* Begin MATERIAL TO PROCESS *

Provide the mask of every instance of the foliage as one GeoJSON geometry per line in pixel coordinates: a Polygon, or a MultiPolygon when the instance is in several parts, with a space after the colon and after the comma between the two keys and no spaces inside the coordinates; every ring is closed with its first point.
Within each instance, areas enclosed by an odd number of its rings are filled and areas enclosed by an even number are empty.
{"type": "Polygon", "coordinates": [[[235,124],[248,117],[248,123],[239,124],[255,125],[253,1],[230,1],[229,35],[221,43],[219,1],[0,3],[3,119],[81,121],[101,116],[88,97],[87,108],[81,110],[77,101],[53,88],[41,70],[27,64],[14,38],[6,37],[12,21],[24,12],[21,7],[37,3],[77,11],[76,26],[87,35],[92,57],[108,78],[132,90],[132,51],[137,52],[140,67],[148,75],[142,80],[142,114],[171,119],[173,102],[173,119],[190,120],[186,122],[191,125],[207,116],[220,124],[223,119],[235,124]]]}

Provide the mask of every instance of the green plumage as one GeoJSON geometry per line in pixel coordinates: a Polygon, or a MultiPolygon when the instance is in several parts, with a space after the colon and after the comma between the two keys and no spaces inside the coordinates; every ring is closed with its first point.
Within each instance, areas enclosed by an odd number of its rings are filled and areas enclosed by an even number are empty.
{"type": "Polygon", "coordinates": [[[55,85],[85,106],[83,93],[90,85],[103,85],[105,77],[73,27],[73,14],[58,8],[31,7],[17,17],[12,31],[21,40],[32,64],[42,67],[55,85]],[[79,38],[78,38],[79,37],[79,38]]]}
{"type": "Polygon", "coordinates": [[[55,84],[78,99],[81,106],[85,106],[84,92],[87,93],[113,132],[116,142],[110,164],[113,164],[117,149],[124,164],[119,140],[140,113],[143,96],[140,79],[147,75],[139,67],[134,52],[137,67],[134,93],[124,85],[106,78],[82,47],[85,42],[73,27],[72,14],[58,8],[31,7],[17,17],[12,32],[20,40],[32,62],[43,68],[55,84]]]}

* End MATERIAL TO PROCESS *

**EXERCISE**. Format every line of the data above as a JSON list of strings, one string per line, and omit any blank lines.

**TASK ANSWER**.
[
  "Provide the mask of every instance of the foliage as one GeoJSON geometry per line in pixel coordinates: a Polygon, or a MultiPolygon when the instance is in several parts, with a space after the colon and after the comma between the two keys and no spaces inside the coordinates; every ring is closed with its first point.",
  "Within each instance, areas enclosed by an odd number of its rings are filled and areas enclosed by an even number are empty.",
  "{\"type\": \"Polygon\", \"coordinates\": [[[235,124],[248,117],[248,123],[239,124],[255,125],[253,1],[230,1],[229,35],[221,43],[219,1],[0,3],[3,119],[81,121],[101,116],[88,97],[87,108],[81,110],[77,101],[53,88],[41,70],[27,64],[14,38],[6,37],[12,21],[24,12],[21,7],[37,3],[77,11],[76,26],[87,35],[92,57],[108,78],[132,90],[132,51],[137,52],[140,67],[148,75],[142,80],[142,114],[171,119],[173,102],[173,119],[190,120],[186,122],[191,125],[207,116],[220,124],[223,119],[235,124]]]}",
  "Provide the mask of every instance of the green plumage as one GeoJSON geometry per line in pixel coordinates: a Polygon, or a MultiPolygon when the instance is in several parts, with a space after the colon and after the comma between the two keys and no spaces inside the coordinates; every ring is closed with its first point.",
  "Within each instance, areas enclosed by an odd number of its rings are filled and areas enclosed by an even number are empty.",
  "{\"type\": \"Polygon\", \"coordinates\": [[[55,85],[85,106],[83,93],[90,85],[103,85],[105,77],[73,27],[73,14],[58,8],[31,7],[17,17],[12,31],[21,40],[32,64],[42,67],[55,85]],[[79,38],[78,38],[79,37],[79,38]]]}",
  "{\"type\": \"Polygon\", \"coordinates\": [[[55,84],[78,99],[81,106],[85,106],[84,92],[87,93],[113,132],[116,142],[110,164],[113,164],[117,149],[124,164],[119,140],[140,113],[143,96],[140,79],[147,75],[139,67],[134,52],[137,67],[134,93],[124,85],[106,78],[82,47],[85,42],[73,27],[72,14],[58,8],[31,7],[17,17],[12,32],[20,40],[32,62],[43,68],[55,84]]]}"
]